> Written request:
Put the stretch of lines from the one containing "Place a point on each instance of the bare" through the one containing "x=140, y=67" into a numbered list, both ends included and blank lines left out.

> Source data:
========================================
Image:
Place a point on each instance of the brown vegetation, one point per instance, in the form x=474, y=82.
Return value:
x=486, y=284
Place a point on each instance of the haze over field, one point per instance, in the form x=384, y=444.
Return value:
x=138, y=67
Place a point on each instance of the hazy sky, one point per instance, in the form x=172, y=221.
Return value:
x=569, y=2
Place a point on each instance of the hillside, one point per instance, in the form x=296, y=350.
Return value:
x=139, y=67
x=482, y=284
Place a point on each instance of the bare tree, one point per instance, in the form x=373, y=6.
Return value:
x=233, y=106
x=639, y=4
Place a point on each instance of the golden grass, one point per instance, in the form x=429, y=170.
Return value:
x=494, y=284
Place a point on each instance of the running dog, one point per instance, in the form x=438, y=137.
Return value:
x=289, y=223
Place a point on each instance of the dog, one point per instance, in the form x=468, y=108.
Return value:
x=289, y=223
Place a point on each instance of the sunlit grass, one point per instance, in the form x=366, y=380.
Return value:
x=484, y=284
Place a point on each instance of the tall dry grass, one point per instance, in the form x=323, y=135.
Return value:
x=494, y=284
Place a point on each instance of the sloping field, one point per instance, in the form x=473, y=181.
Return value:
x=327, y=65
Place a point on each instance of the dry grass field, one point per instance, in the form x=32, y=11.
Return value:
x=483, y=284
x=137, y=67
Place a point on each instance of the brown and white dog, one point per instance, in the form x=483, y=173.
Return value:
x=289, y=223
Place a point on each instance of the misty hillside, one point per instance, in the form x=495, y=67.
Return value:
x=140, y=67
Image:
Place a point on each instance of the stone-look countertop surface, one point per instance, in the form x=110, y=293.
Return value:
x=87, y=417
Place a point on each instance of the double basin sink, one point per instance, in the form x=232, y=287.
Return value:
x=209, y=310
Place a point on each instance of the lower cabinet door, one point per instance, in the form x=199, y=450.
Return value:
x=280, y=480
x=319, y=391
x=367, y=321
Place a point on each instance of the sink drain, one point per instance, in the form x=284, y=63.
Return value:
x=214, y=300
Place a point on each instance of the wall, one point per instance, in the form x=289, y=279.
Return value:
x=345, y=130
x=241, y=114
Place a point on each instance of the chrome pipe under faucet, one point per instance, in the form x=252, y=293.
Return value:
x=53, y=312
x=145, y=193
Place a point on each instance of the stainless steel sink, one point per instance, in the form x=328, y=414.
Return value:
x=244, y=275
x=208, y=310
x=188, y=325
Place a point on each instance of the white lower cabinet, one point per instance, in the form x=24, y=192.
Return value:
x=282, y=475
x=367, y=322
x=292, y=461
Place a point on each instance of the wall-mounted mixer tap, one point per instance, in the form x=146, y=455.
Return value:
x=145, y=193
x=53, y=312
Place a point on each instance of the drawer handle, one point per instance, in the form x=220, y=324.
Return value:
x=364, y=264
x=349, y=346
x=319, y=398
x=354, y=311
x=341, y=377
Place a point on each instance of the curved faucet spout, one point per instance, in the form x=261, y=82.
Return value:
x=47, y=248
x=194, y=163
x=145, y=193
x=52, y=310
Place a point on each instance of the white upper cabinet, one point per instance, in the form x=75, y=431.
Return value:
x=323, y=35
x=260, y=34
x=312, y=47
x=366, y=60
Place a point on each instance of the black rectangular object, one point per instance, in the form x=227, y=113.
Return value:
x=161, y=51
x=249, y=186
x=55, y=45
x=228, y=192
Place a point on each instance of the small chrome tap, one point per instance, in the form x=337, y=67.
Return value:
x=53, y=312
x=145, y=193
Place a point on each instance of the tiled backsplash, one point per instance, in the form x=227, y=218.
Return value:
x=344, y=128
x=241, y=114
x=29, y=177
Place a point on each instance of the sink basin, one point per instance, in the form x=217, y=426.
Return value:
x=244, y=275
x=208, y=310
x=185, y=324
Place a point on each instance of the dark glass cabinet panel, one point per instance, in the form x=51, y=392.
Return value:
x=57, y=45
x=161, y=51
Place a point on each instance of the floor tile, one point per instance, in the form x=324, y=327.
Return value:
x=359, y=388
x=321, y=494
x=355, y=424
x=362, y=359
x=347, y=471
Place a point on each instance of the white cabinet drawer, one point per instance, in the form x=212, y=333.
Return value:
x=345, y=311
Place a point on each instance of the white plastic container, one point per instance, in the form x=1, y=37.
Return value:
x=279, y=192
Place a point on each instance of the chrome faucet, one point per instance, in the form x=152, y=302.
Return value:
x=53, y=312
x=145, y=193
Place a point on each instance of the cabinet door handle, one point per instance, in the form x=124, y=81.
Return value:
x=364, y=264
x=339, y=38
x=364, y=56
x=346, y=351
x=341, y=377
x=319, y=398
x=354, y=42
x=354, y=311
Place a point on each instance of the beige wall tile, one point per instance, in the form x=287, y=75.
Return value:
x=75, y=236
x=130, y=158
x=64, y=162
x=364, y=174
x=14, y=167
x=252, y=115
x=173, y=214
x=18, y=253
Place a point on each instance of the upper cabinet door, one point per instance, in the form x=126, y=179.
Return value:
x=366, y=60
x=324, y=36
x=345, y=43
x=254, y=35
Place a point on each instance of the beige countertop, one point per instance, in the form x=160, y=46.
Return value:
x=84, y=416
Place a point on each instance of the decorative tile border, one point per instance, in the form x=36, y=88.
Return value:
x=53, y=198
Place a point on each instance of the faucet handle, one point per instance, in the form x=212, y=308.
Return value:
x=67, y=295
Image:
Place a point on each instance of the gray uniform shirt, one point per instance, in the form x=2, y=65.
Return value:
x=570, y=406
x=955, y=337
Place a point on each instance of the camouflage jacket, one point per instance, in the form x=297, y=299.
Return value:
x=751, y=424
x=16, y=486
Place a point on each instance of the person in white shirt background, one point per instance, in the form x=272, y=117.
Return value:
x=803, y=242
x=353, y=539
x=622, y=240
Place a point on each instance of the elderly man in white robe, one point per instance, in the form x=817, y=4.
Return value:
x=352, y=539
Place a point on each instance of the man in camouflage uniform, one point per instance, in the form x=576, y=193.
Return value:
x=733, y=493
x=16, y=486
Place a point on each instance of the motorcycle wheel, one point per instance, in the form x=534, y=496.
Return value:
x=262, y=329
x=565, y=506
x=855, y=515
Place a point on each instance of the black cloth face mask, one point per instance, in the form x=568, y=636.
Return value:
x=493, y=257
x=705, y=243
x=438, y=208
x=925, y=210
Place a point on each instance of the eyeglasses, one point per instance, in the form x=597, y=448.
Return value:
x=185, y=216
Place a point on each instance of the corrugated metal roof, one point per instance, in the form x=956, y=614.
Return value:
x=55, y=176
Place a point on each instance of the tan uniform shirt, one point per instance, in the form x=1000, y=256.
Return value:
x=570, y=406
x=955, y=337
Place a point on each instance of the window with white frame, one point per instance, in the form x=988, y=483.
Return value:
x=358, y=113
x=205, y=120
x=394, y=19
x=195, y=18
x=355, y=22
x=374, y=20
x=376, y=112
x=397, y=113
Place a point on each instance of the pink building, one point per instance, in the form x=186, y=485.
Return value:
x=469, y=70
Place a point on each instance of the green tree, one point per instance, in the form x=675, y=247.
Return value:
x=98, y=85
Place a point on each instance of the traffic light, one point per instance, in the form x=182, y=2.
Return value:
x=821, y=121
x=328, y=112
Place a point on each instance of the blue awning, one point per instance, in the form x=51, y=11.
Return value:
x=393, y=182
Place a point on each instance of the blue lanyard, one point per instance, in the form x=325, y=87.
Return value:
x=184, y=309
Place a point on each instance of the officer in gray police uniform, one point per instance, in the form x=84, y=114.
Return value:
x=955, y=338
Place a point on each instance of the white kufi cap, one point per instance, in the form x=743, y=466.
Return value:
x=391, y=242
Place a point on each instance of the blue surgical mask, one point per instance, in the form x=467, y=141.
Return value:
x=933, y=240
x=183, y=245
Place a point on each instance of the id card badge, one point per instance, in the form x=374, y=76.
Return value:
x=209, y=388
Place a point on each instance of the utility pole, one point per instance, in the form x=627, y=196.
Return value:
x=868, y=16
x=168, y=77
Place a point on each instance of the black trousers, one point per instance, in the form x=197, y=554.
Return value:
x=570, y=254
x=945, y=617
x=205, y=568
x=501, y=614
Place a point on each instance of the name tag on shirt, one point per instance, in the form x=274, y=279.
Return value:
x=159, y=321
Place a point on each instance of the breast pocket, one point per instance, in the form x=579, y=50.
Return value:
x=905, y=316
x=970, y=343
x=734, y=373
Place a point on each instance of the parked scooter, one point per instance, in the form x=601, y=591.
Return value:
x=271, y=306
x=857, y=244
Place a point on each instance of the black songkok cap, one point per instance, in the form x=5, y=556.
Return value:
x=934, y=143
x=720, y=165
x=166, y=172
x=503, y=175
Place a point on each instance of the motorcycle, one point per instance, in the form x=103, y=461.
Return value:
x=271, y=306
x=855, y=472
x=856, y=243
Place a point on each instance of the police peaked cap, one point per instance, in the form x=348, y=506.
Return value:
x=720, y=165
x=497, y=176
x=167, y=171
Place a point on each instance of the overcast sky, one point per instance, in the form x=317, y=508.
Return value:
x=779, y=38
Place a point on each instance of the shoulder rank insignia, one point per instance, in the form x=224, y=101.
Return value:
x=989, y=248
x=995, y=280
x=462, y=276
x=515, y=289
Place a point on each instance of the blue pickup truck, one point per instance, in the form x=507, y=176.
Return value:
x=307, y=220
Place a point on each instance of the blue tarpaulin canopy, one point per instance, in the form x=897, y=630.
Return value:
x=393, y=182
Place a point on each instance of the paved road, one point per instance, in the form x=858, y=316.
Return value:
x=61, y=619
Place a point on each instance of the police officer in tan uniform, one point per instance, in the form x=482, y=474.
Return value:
========================================
> Final answer:
1. Place a point on each instance of the bare tree, one point per instance, in the form x=373, y=6.
2. Return value:
3. x=233, y=106
4. x=639, y=4
5. Place a point on each instance of the golden grass, one point per instance, in the form x=429, y=170.
6. Return value:
7. x=494, y=284
8. Place a point on each instance of the running dog, one point per instance, in the form x=438, y=137.
9. Return value:
10. x=289, y=223
11. Place a point on each instance of the dog, one point per instance, in the form x=468, y=108.
12. Return value:
13. x=289, y=223
14. Place a point on each instance of the sunlit grass, one point per instance, in the form x=366, y=380.
15. Return value:
16. x=484, y=284
17. Place a point on each instance of the tall dry grass, one point per instance, in the form x=323, y=135.
18. Return value:
19. x=494, y=284
20. Place a point on each instance of the sloping field, one point per instance, in the form x=473, y=181.
21. Return value:
22. x=327, y=65
23. Place a point on each instance of the dry grass field, one point per instance, in the form x=32, y=11.
24. Return value:
25. x=483, y=284
26. x=137, y=67
27. Place a point on each instance of the brown and white dog, one point per instance, in the form x=483, y=173.
28. Return value:
29. x=289, y=223
30. Place a point on each instance of the misty hillside, one point per instance, in the form x=495, y=67.
31. Return value:
32. x=140, y=67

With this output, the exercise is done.